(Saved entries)
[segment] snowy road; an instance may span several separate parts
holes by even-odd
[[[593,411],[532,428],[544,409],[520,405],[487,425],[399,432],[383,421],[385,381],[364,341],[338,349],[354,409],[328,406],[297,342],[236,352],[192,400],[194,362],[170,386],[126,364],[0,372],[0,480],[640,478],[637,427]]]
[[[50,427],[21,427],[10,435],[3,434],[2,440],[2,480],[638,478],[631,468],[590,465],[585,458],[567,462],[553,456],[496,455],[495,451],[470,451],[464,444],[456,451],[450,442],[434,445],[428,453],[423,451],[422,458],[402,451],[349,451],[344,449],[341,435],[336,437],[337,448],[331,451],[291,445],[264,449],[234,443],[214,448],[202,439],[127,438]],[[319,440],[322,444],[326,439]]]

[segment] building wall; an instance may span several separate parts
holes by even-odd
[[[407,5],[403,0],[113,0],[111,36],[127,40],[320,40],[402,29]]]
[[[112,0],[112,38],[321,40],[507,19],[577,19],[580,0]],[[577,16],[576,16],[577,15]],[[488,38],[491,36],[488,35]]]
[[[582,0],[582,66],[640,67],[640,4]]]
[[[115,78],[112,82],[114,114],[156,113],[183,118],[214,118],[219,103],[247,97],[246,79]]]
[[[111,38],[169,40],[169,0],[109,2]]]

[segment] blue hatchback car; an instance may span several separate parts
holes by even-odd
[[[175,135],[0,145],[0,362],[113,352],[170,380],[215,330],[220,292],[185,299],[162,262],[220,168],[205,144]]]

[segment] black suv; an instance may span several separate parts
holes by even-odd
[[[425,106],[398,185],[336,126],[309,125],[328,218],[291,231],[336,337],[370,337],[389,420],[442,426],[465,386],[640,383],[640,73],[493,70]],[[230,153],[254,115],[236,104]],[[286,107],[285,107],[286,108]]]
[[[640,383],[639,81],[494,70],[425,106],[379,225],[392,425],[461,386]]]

What is needed: Restate the records word for word, leaving nothing out.

Output:
[segment] snowy road; an instance may span several separate parts
holes by even-odd
[[[593,411],[532,428],[544,409],[520,405],[487,425],[399,432],[383,421],[385,381],[364,341],[338,349],[354,409],[328,406],[297,342],[236,352],[192,400],[194,362],[170,386],[126,364],[0,372],[0,480],[640,478],[637,427]]]
[[[50,427],[21,427],[10,435],[3,434],[2,440],[2,480],[638,478],[631,468],[590,465],[585,458],[567,462],[553,456],[496,455],[495,451],[470,451],[464,444],[456,451],[450,442],[434,445],[428,453],[423,451],[422,458],[402,451],[349,451],[344,449],[341,435],[336,437],[337,448],[331,451],[291,445],[264,449],[234,443],[214,448],[202,439],[127,438]],[[319,440],[322,444],[326,439]]]

[segment] building wall; an instance may span several separate parts
holes by even-odd
[[[407,5],[403,0],[113,0],[111,36],[127,40],[320,40],[402,29]]]
[[[112,0],[112,38],[321,40],[507,19],[577,19],[580,0]],[[577,16],[576,16],[577,15]],[[488,38],[491,36],[488,35]]]
[[[582,0],[582,66],[640,67],[640,4]]]
[[[115,78],[112,82],[114,114],[156,113],[183,118],[214,118],[219,103],[247,97],[246,79]]]
[[[111,38],[169,40],[169,0],[109,2]]]

[segment] blue hatchback car; an instance may span several separate parts
holes by even-odd
[[[175,135],[0,145],[0,362],[113,352],[170,380],[215,330],[220,292],[185,299],[162,262],[220,168],[205,144]]]

[segment] black suv; an instance may span several separate parts
holes by even-odd
[[[425,106],[398,185],[336,126],[309,125],[328,218],[291,231],[336,337],[370,337],[389,420],[442,426],[465,386],[640,383],[640,73],[493,70]],[[230,153],[254,115],[236,104]],[[286,107],[285,107],[286,108]]]
[[[640,383],[639,81],[494,70],[425,106],[379,225],[392,425],[461,386]]]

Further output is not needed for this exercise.